→ Exercise brief
Reproduce the following lines verbatim, character for character.

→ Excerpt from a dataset
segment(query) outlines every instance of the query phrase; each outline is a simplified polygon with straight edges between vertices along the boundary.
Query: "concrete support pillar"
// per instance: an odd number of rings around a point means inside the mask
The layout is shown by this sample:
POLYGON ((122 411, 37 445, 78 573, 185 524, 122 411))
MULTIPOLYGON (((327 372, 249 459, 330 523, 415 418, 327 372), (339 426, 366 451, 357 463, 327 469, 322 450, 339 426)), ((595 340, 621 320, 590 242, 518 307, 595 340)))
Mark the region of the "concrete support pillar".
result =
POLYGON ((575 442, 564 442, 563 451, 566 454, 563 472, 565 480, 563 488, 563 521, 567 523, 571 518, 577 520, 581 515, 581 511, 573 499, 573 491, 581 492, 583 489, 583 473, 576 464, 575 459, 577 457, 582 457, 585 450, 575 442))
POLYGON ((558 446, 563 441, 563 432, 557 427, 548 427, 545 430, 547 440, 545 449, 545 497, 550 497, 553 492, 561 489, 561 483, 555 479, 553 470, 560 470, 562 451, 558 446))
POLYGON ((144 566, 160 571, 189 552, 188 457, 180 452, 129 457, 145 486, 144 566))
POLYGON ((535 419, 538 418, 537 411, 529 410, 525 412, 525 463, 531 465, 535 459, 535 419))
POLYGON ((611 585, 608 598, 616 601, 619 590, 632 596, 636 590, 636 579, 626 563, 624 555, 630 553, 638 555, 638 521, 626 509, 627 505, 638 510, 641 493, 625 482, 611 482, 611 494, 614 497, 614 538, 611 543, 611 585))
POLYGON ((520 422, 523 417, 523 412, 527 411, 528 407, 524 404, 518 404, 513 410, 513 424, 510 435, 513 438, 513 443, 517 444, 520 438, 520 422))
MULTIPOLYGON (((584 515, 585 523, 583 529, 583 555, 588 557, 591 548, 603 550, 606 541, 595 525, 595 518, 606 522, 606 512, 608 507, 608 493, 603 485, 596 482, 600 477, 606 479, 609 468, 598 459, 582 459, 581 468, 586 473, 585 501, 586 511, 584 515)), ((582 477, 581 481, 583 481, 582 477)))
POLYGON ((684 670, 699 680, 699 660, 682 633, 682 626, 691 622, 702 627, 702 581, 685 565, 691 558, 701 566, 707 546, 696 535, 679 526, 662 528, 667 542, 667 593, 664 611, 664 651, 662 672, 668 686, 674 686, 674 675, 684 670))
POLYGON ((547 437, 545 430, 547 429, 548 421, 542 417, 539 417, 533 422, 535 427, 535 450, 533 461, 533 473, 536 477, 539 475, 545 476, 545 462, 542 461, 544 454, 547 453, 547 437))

→ Answer to the task
segment(query) outlines every instance of the query phrase; each outline is a simplified polygon with straight edges between vertices along the boundary.
Query: "concrete support pillar"
// per instance: an odd number of rings around a point means inside the mask
The layout is shown by this sample:
POLYGON ((122 411, 37 445, 78 573, 185 524, 122 411))
MULTIPOLYGON (((327 372, 249 459, 330 523, 415 418, 327 372), (339 426, 366 451, 357 463, 327 469, 322 450, 339 426)), ((595 340, 621 320, 590 242, 518 307, 595 340)))
Mark the region of the "concrete support pillar".
result =
POLYGON ((575 442, 564 442, 563 451, 566 454, 563 472, 565 480, 563 488, 563 521, 567 523, 571 518, 577 520, 581 515, 581 511, 573 499, 573 491, 581 492, 583 489, 583 473, 576 464, 575 459, 577 457, 582 457, 585 450, 575 442))
POLYGON ((558 446, 563 441, 563 432, 557 427, 548 427, 545 430, 547 440, 545 449, 545 497, 550 497, 553 492, 561 489, 561 483, 555 479, 553 470, 560 470, 562 451, 558 446))
POLYGON ((144 566, 160 571, 189 552, 188 457, 180 452, 129 457, 145 486, 144 566))
POLYGON ((535 419, 538 418, 537 411, 529 410, 525 412, 525 463, 531 465, 535 459, 535 419))
POLYGON ((611 585, 608 598, 616 601, 619 590, 632 596, 636 590, 636 579, 626 563, 624 555, 630 553, 638 555, 638 521, 626 509, 627 505, 638 510, 641 493, 625 482, 611 482, 611 494, 614 497, 614 538, 611 543, 611 585))
POLYGON ((520 422, 523 417, 523 412, 527 411, 528 407, 524 404, 518 404, 513 410, 513 424, 510 435, 513 438, 513 443, 517 444, 520 438, 520 422))
MULTIPOLYGON (((584 515, 585 523, 583 529, 583 555, 588 557, 591 548, 603 550, 606 541, 595 525, 595 518, 606 522, 606 512, 608 507, 608 493, 603 485, 596 482, 600 477, 606 479, 609 468, 598 459, 582 459, 581 468, 586 473, 585 501, 586 511, 584 515)), ((582 477, 581 481, 583 481, 582 477)))
POLYGON ((684 670, 699 680, 699 660, 682 633, 682 626, 691 622, 702 627, 702 581, 685 565, 691 558, 701 566, 707 546, 696 535, 679 526, 662 528, 667 542, 667 593, 664 611, 664 651, 662 672, 668 686, 674 686, 674 675, 684 670))
POLYGON ((547 437, 545 430, 547 429, 548 421, 542 417, 539 417, 533 422, 535 427, 535 450, 533 461, 533 473, 536 477, 539 475, 545 476, 545 462, 542 461, 544 454, 547 453, 547 437))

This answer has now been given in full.